• [TAREA ASIGNADA]:
Edita los registros siguientes: reescríbelos reemplazando "thickest part" por "widest part" y conserva intacto todo lo demás.

• [MATERIAL PROPORCIONADO]:
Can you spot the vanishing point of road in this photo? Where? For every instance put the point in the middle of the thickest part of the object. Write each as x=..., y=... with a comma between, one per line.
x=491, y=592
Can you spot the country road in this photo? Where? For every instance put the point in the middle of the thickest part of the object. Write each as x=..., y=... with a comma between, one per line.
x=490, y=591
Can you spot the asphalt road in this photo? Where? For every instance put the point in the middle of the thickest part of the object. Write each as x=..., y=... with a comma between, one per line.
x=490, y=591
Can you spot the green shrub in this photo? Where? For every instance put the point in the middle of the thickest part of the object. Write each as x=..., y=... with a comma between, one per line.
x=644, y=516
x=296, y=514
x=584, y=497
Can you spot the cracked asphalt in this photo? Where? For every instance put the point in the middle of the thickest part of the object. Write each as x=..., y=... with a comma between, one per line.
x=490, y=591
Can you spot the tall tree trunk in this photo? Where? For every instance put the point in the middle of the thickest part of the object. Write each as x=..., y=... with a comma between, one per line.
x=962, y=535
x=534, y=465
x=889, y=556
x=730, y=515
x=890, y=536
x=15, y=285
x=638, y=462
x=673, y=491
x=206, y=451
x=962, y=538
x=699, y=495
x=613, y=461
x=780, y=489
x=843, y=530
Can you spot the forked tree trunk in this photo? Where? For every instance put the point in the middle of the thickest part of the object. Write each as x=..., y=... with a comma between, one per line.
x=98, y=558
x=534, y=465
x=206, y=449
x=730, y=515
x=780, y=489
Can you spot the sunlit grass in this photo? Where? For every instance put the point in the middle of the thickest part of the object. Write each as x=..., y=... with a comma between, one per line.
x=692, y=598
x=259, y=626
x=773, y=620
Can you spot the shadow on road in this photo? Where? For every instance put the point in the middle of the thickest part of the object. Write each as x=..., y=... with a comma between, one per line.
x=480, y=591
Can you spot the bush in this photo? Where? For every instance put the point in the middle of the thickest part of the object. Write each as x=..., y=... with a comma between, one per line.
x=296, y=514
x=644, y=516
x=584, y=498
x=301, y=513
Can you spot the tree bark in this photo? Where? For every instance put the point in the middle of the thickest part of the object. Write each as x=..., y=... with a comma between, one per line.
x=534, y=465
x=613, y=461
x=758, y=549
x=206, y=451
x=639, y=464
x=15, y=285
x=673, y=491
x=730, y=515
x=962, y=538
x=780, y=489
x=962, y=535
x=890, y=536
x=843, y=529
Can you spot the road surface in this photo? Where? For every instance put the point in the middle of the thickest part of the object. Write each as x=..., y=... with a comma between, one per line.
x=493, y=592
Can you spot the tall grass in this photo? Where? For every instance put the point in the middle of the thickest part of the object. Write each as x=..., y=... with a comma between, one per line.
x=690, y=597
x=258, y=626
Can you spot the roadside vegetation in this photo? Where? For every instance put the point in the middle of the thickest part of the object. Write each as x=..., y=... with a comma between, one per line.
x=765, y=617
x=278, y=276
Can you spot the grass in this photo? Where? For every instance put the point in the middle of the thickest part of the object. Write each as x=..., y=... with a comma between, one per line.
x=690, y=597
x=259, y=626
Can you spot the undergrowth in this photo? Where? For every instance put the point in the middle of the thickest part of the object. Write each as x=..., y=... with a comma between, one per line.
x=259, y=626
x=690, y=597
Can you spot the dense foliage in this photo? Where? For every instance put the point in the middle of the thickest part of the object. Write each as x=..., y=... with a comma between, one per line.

• [RESULTADO DEL EJERCICIO]:
Can you spot the vanishing point of road in this photo? Where? For every instance put the point in the middle of the widest part of the object. Write each as x=..., y=... with a comma between, one per line.
x=491, y=592
Can you spot the country road in this photo? Where? For every instance put the point in the middle of the widest part of the object. Write each as x=..., y=... with a comma between, one per line.
x=490, y=591
Can you spot the asphalt road in this photo? Where? For every instance put the point in the middle of the widest part of the object. Write each as x=..., y=... with a comma between, one per line.
x=490, y=591
Can you spot the green shrub in this photo? Where? For every instance put the point in the middle of the widest part of the object. Write each as x=..., y=... with a comma between, one per line.
x=644, y=516
x=296, y=514
x=584, y=497
Can you spot the cracked asphalt in this photo? Where? For every instance put the point in the middle of the widest part of the object. Write each as x=..., y=... with a comma between, one per line.
x=490, y=591
Can you spot the tall tree trunk in this photo? Where? For every instance put the point in the middle of the widest part of the object. Write each as x=..., y=... with a comma between, one per line.
x=962, y=535
x=534, y=465
x=889, y=556
x=730, y=515
x=890, y=536
x=15, y=285
x=638, y=462
x=673, y=491
x=206, y=451
x=962, y=538
x=699, y=495
x=613, y=461
x=780, y=489
x=843, y=530
Can you spot the forked tree trunk in this photo? Where? For every instance put the point in the middle of the widest part of the object. Write each as x=..., y=... with a comma between, one per line.
x=98, y=558
x=534, y=465
x=206, y=449
x=730, y=515
x=780, y=489
Can you spot the sunlit grass in this photo? Where? For every instance put the point in the middle of the widest part of the object. Write each as x=..., y=... with a comma between, one per line.
x=692, y=598
x=259, y=626
x=773, y=620
Can you spot the shadow on road in this photo? Where? For every instance put the point in the middle of the widest part of the object. Write each as x=..., y=... with a comma between, one per line.
x=480, y=591
Can you spot the bush in this photo? Where? For every instance put the point in the middle of the widest part of the object. Write each as x=..., y=... with a comma between, one per line.
x=296, y=514
x=644, y=516
x=584, y=498
x=301, y=513
Can you spot the tree bark in this photo? Where? For every instance put the point in the middle of the widest part of the object. Write each as x=..., y=... with a comma between, one per line.
x=534, y=465
x=613, y=461
x=758, y=549
x=206, y=451
x=639, y=464
x=15, y=285
x=673, y=491
x=730, y=515
x=962, y=538
x=780, y=489
x=962, y=535
x=890, y=536
x=843, y=529
Can you spot the road surface in this photo? Where? For every instance put the point in the middle of the widest part of the object. Write each as x=..., y=... with a comma between, one per line.
x=493, y=592
Can you spot the tall grass in this photo? Where? For every instance put the point in the middle of the widest part of the object. Write each as x=..., y=... with a comma between, one per line.
x=690, y=597
x=258, y=626
Can you spot the roadside vegetation in this photo? Where? For every instance put the point in the middle of the widest part of the object. Write each as x=..., y=... with a comma between, one per line.
x=765, y=617
x=278, y=276
Can you spot the grass in this photo? Where? For every instance put the point in the middle of the widest part of the object. Write each as x=..., y=... with a comma between, one per line.
x=690, y=597
x=259, y=626
Can you spot the undergrowth in this photo? Where? For every instance put the point in the middle of the widest part of the object. Write each as x=..., y=... with a comma between, one per line.
x=259, y=626
x=690, y=597
Can you spot the dense foliage in this photo? Where? For every instance put the point in the middle of the widest part of the object. Write each as x=..., y=... with a comma between, one per line.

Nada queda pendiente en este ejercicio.